* _Stated goal_
Pick out every line in the data below that contains the word "window" and copy each of those lines.

** Begin Entries **

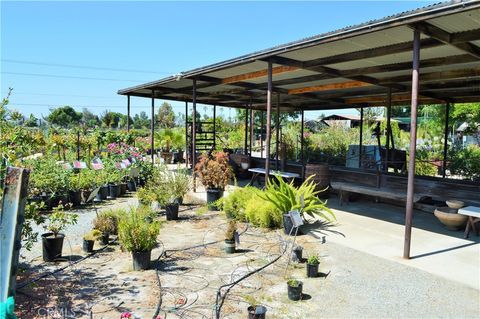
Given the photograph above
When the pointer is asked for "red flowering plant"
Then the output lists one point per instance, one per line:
(214, 171)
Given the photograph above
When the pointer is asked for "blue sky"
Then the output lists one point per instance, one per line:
(81, 53)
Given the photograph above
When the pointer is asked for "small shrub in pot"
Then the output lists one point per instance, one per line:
(138, 236)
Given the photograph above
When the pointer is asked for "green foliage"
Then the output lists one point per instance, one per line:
(136, 234)
(64, 116)
(313, 260)
(466, 162)
(93, 234)
(286, 197)
(59, 220)
(107, 222)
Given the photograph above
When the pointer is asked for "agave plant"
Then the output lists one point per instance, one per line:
(286, 197)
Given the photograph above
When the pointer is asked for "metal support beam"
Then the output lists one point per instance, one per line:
(252, 129)
(445, 139)
(277, 132)
(187, 148)
(360, 149)
(389, 128)
(152, 129)
(302, 157)
(245, 146)
(128, 113)
(214, 126)
(413, 145)
(269, 120)
(194, 132)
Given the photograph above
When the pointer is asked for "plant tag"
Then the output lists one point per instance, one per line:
(295, 218)
(237, 238)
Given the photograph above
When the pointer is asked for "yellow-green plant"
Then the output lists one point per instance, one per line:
(286, 197)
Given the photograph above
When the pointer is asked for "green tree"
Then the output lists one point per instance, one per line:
(166, 116)
(64, 116)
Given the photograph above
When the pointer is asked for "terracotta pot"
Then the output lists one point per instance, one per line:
(450, 218)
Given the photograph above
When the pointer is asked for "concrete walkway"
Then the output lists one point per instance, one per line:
(378, 229)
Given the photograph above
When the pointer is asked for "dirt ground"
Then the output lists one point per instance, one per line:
(190, 265)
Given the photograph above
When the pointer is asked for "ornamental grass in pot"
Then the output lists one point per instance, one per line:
(230, 237)
(89, 240)
(138, 236)
(214, 172)
(52, 240)
(312, 266)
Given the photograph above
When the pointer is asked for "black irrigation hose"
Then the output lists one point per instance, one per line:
(53, 272)
(221, 299)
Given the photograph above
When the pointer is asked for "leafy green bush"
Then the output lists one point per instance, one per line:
(136, 234)
(466, 162)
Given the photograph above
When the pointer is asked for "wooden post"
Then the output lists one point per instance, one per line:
(128, 113)
(389, 128)
(445, 142)
(302, 158)
(269, 121)
(360, 149)
(214, 127)
(187, 148)
(262, 128)
(277, 132)
(413, 145)
(245, 146)
(194, 133)
(152, 129)
(252, 128)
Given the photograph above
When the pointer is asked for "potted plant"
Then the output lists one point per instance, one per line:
(230, 237)
(52, 241)
(214, 173)
(89, 240)
(138, 236)
(107, 224)
(312, 266)
(295, 288)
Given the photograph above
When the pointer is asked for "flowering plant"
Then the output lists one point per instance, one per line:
(214, 170)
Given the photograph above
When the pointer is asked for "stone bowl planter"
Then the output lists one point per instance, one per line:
(457, 204)
(450, 218)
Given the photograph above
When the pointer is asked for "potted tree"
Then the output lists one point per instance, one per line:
(312, 266)
(89, 240)
(214, 173)
(230, 237)
(107, 224)
(52, 241)
(138, 236)
(295, 288)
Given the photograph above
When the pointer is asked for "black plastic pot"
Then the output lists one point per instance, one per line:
(131, 186)
(288, 225)
(141, 260)
(123, 188)
(213, 194)
(312, 270)
(113, 191)
(52, 246)
(88, 245)
(229, 246)
(172, 211)
(102, 193)
(75, 198)
(256, 312)
(105, 238)
(295, 293)
(298, 253)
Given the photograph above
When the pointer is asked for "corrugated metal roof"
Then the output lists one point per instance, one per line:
(381, 49)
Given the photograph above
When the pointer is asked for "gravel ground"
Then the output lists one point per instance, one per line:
(356, 285)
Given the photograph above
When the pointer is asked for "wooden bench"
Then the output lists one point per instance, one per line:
(344, 189)
(473, 214)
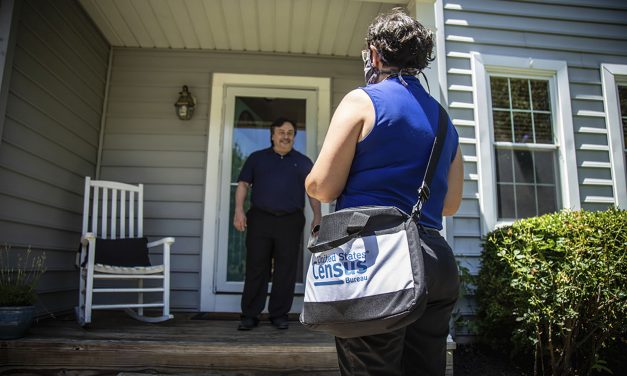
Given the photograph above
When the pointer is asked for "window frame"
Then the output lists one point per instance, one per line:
(556, 72)
(613, 75)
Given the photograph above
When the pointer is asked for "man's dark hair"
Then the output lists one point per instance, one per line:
(402, 41)
(277, 123)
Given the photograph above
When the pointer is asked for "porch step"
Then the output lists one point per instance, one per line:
(118, 345)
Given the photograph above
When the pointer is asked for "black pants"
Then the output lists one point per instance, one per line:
(271, 237)
(420, 348)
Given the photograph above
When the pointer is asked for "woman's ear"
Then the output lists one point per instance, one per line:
(376, 58)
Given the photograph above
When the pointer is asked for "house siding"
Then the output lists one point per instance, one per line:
(50, 138)
(145, 142)
(582, 33)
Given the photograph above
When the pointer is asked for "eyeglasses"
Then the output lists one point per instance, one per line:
(284, 134)
(364, 55)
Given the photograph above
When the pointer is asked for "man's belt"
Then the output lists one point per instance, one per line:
(278, 213)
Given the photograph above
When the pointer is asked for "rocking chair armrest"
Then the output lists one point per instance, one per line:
(87, 237)
(168, 240)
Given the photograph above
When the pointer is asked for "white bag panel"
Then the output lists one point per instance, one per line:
(366, 266)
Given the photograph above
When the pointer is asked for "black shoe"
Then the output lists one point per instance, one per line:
(247, 323)
(280, 323)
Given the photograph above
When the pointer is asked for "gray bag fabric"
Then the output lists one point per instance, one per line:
(366, 275)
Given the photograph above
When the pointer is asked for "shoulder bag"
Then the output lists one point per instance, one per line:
(366, 275)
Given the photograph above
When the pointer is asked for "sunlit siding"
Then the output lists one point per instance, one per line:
(582, 33)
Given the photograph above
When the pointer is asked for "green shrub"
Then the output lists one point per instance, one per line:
(19, 275)
(554, 288)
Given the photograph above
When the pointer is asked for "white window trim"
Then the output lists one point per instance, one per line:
(614, 128)
(557, 72)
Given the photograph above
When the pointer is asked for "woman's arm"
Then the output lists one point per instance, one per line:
(352, 121)
(455, 185)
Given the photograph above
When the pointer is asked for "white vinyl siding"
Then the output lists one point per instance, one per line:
(581, 34)
(614, 78)
(50, 139)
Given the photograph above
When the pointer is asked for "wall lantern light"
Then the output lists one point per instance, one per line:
(185, 104)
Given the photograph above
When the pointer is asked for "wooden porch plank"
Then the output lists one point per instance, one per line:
(117, 343)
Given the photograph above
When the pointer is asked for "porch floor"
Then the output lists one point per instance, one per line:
(115, 344)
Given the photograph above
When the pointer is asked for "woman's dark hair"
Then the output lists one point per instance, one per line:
(401, 40)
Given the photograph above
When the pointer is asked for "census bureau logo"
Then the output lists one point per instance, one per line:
(339, 268)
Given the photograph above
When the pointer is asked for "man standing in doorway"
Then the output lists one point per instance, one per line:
(274, 222)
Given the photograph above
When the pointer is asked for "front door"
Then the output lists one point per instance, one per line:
(249, 111)
(242, 108)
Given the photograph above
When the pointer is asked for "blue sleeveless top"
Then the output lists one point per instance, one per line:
(390, 163)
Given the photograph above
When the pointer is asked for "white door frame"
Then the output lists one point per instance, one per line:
(222, 285)
(210, 300)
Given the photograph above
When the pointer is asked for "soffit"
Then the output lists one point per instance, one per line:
(312, 27)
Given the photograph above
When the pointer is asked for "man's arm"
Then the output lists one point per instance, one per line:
(455, 185)
(239, 219)
(315, 207)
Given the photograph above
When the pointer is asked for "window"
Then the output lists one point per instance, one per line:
(614, 78)
(622, 99)
(526, 147)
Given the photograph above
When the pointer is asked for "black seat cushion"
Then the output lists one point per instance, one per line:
(122, 252)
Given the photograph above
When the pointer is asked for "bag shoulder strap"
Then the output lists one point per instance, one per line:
(434, 157)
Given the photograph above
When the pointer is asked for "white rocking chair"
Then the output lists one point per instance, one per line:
(114, 259)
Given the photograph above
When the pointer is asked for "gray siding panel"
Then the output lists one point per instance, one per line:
(145, 142)
(50, 138)
(583, 33)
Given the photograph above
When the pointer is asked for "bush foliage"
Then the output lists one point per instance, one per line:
(554, 288)
(19, 275)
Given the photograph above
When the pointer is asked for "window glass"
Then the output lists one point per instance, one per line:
(502, 126)
(520, 94)
(525, 149)
(500, 92)
(622, 96)
(523, 129)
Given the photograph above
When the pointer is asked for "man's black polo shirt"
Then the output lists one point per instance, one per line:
(278, 182)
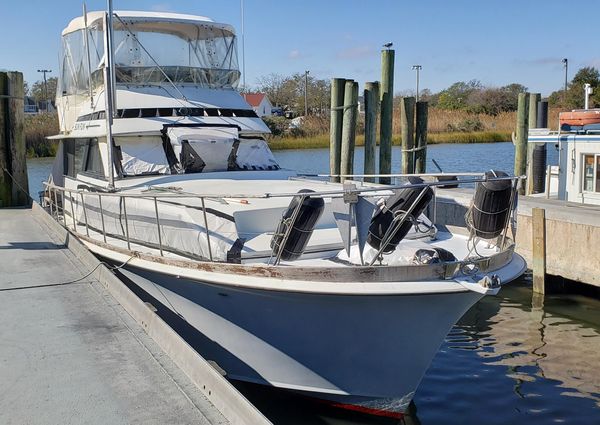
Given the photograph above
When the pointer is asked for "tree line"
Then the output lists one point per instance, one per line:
(471, 96)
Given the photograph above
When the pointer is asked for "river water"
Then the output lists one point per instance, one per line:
(511, 359)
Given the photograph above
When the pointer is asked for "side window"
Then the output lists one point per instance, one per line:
(93, 163)
(597, 173)
(69, 157)
(82, 155)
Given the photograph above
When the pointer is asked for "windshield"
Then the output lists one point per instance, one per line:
(147, 51)
(201, 54)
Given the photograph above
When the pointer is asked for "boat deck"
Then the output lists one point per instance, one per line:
(70, 353)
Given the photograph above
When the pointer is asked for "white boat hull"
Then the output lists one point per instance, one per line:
(362, 350)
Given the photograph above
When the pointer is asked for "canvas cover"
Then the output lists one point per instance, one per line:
(254, 154)
(141, 156)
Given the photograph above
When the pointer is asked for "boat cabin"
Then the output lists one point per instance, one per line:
(576, 178)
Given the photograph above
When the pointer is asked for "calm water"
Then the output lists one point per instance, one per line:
(512, 359)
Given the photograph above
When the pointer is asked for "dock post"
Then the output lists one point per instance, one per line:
(534, 99)
(14, 187)
(407, 124)
(421, 137)
(521, 140)
(371, 97)
(387, 105)
(335, 128)
(349, 128)
(538, 249)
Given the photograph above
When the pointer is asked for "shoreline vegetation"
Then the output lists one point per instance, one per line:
(313, 132)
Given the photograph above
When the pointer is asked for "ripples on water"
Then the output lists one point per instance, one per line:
(511, 359)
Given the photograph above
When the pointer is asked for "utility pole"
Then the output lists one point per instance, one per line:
(417, 68)
(243, 49)
(45, 71)
(306, 93)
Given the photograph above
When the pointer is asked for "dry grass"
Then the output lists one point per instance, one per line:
(37, 128)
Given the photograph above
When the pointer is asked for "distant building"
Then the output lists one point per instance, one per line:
(260, 103)
(30, 105)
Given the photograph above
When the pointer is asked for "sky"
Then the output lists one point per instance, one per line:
(496, 42)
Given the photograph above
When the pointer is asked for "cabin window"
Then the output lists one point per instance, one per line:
(591, 173)
(93, 163)
(82, 155)
(142, 156)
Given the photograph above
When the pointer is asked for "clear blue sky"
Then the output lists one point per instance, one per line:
(497, 42)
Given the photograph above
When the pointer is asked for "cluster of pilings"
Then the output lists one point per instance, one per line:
(530, 158)
(378, 102)
(13, 169)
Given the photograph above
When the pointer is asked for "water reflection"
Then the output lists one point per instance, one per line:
(514, 359)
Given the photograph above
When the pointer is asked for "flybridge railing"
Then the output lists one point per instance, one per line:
(107, 214)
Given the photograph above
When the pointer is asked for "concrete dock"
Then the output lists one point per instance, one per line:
(70, 353)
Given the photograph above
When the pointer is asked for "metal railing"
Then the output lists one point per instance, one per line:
(64, 203)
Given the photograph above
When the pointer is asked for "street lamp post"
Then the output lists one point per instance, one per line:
(306, 93)
(45, 71)
(566, 63)
(417, 68)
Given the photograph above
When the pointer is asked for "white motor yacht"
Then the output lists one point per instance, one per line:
(339, 291)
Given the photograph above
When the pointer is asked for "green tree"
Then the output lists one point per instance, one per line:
(493, 101)
(574, 97)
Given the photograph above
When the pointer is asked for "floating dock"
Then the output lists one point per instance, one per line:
(79, 347)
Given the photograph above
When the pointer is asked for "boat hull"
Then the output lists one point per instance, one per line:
(365, 351)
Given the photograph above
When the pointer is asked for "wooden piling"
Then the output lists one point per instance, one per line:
(538, 230)
(335, 129)
(421, 137)
(385, 128)
(371, 98)
(521, 140)
(407, 127)
(534, 99)
(14, 186)
(349, 128)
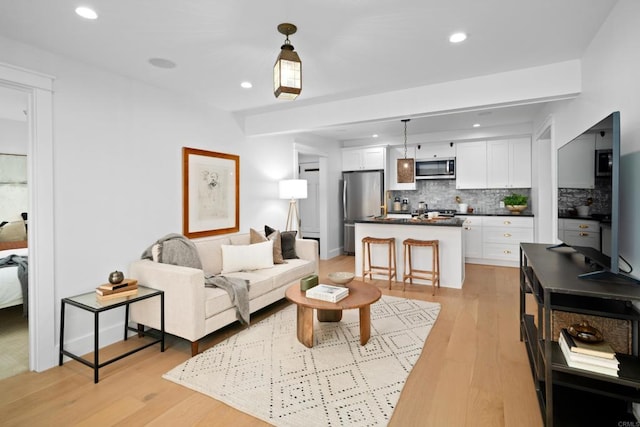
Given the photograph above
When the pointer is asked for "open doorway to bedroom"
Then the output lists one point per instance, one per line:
(14, 202)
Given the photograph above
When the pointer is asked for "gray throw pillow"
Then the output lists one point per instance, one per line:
(287, 240)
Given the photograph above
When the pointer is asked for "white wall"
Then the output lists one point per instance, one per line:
(610, 70)
(13, 136)
(117, 174)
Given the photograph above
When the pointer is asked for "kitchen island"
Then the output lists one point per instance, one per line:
(448, 231)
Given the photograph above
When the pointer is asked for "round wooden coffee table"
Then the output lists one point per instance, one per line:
(361, 296)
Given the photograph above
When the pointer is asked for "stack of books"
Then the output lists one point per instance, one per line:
(595, 357)
(328, 293)
(125, 288)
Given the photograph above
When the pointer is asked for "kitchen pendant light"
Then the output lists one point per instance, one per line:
(406, 167)
(287, 71)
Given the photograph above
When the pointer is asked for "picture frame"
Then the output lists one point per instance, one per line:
(210, 193)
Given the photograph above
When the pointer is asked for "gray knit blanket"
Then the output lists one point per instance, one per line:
(176, 249)
(23, 276)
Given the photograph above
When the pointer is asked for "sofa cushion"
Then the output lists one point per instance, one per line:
(247, 257)
(217, 300)
(257, 237)
(288, 242)
(210, 252)
(294, 269)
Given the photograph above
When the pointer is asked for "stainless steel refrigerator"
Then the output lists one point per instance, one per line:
(362, 197)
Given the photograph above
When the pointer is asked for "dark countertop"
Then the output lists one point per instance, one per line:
(499, 212)
(448, 222)
(602, 218)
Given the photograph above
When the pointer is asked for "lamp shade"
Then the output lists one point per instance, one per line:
(293, 188)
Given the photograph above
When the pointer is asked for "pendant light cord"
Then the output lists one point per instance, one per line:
(405, 137)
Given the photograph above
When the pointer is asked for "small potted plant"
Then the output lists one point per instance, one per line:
(516, 203)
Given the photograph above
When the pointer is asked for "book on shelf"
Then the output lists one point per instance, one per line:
(328, 293)
(114, 286)
(600, 349)
(117, 294)
(585, 358)
(104, 292)
(572, 363)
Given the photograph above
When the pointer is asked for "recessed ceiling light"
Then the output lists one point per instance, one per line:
(162, 63)
(86, 12)
(457, 37)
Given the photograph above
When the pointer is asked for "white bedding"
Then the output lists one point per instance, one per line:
(10, 290)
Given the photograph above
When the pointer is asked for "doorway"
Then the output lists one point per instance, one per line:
(14, 137)
(309, 168)
(38, 88)
(316, 196)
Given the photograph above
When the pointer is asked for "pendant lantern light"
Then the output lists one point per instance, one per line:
(406, 166)
(287, 71)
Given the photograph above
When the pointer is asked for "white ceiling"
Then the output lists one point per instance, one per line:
(348, 47)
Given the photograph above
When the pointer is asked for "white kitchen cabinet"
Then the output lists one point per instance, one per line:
(509, 163)
(433, 150)
(471, 165)
(576, 163)
(579, 232)
(395, 153)
(501, 238)
(472, 232)
(369, 158)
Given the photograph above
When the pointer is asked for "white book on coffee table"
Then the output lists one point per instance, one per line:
(328, 293)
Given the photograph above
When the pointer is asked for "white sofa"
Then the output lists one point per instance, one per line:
(193, 311)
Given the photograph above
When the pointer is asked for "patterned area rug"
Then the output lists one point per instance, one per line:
(264, 371)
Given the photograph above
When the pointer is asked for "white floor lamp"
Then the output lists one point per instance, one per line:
(293, 189)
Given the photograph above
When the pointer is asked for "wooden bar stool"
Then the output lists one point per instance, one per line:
(411, 273)
(390, 269)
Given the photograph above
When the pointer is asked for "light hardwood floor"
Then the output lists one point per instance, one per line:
(473, 371)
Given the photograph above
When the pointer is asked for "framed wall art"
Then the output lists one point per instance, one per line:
(210, 193)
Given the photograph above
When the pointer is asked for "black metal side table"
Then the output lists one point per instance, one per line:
(90, 302)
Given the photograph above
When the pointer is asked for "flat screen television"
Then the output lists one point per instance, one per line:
(588, 191)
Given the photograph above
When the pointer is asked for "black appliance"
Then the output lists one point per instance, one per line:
(436, 168)
(604, 162)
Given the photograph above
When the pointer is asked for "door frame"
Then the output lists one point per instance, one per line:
(323, 180)
(42, 307)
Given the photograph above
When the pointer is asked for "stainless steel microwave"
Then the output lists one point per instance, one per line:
(604, 162)
(436, 168)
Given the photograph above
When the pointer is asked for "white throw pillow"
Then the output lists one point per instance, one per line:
(247, 257)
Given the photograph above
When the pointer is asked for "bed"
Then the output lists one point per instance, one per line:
(10, 289)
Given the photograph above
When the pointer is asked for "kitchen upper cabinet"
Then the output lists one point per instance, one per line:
(509, 163)
(395, 153)
(576, 163)
(471, 165)
(363, 158)
(435, 150)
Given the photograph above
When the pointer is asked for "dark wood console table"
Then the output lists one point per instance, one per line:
(569, 396)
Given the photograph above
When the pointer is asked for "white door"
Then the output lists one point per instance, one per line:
(309, 207)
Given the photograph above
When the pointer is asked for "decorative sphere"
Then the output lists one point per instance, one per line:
(116, 277)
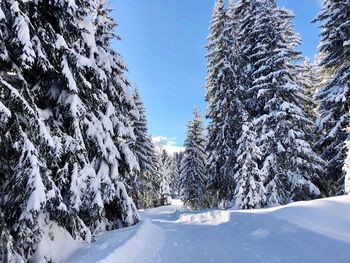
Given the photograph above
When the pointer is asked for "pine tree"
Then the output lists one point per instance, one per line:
(289, 162)
(193, 175)
(308, 78)
(65, 128)
(333, 96)
(175, 175)
(222, 106)
(146, 190)
(166, 170)
(250, 191)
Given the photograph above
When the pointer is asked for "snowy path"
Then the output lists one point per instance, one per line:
(316, 231)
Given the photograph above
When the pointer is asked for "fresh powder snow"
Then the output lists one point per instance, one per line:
(312, 231)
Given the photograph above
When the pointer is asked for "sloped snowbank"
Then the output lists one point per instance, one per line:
(124, 245)
(315, 231)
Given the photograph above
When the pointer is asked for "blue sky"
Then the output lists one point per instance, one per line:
(164, 47)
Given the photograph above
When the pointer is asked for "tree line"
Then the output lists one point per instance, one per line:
(278, 127)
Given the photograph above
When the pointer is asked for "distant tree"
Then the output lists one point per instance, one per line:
(222, 106)
(333, 96)
(146, 187)
(193, 177)
(166, 171)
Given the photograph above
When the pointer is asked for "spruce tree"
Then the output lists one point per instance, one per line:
(175, 175)
(291, 166)
(333, 96)
(65, 126)
(193, 176)
(250, 191)
(166, 171)
(146, 188)
(222, 106)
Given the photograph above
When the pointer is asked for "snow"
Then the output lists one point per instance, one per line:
(54, 237)
(313, 231)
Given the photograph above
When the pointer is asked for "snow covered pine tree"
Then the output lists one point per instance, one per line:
(221, 108)
(334, 95)
(146, 188)
(193, 177)
(166, 169)
(282, 123)
(65, 125)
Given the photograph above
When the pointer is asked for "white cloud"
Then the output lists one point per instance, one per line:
(167, 143)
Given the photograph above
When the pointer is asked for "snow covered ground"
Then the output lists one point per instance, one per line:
(316, 231)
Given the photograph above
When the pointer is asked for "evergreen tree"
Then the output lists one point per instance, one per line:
(250, 191)
(289, 162)
(308, 78)
(65, 126)
(333, 96)
(222, 106)
(146, 189)
(175, 175)
(193, 175)
(166, 170)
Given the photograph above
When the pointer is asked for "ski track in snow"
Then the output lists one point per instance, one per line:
(315, 231)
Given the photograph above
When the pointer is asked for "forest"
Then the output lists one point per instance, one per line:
(75, 148)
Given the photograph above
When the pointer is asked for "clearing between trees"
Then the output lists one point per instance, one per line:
(312, 231)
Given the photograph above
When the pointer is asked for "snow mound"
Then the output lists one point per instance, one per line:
(140, 243)
(207, 218)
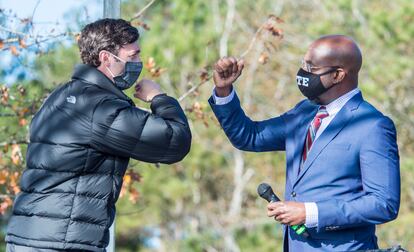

** End Entries **

* _Finished answer_
When the pointer is asked for "window frame"
When the pointer is asked for "white window trim"
When the pointer is asked for "window"
When the pointer is asked for "window glass"
When the pointer is asked for "side window"
When the pointer is asked for "cabin window"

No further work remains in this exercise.